*REQUEST:* Render the records from the line containing "instance of overcast" through the end of the records as a two-column CSV with the columns instruction and response, one row per request. Place each request's text and its answer in a single quoted field each, with line breaks replaced by spaces.
☆ ☆ ☆ ☆
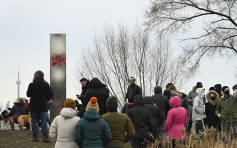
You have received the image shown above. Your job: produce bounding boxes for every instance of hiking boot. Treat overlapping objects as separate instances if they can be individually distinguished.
[30,138,39,142]
[43,139,51,143]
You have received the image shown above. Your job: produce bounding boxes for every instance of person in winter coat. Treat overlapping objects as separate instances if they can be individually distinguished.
[168,85,179,97]
[187,82,203,133]
[215,86,237,139]
[49,98,80,148]
[128,95,155,148]
[205,90,221,132]
[74,97,112,148]
[124,77,142,103]
[232,84,237,95]
[80,78,109,116]
[121,103,134,114]
[214,84,223,98]
[76,78,89,118]
[143,96,164,138]
[5,98,28,130]
[151,86,171,141]
[192,88,205,137]
[102,96,135,148]
[164,96,187,147]
[163,89,171,100]
[179,92,189,111]
[26,70,53,143]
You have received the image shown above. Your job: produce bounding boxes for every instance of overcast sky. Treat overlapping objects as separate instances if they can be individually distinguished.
[0,0,237,108]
☆ ☆ ☆ ☆
*RIGHT ANSWER:*
instruction,response
"You have received the image shown above. Your job: produce bounding boxes for every instance of overcast sky. Treat overlapping objects as separate instances if they can be individually distinguished.","[0,0,237,108]"